Scan the records below for the string "rear" and return every line where it appears.

-- Stored data --
*****
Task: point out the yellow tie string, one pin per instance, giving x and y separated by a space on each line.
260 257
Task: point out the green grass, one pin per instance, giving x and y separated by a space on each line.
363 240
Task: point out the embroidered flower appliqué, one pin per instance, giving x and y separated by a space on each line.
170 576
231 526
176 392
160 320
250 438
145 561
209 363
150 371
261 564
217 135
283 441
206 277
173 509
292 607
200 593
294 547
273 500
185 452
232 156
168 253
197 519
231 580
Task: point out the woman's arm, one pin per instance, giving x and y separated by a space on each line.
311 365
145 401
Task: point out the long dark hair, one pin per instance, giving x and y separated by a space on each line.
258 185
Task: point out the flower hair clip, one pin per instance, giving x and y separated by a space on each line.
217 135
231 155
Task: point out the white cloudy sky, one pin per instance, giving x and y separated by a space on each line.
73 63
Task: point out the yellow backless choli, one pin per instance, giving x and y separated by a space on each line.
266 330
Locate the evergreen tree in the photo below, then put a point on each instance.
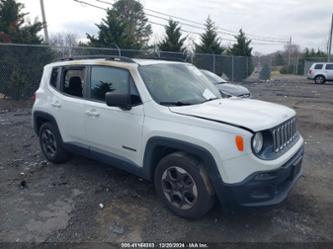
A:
(265, 73)
(13, 28)
(125, 26)
(173, 40)
(210, 42)
(242, 62)
(278, 59)
(21, 67)
(242, 45)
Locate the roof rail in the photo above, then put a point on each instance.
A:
(106, 57)
(164, 58)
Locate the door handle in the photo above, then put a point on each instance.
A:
(92, 113)
(56, 104)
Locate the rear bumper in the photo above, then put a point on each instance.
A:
(264, 188)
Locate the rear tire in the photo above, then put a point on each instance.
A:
(51, 144)
(320, 79)
(183, 185)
*****
-- Exercise output --
Locate the rear bumper in the photo above, then put a point on each instance.
Locate the rear tire in the photo above, then put a point on each instance.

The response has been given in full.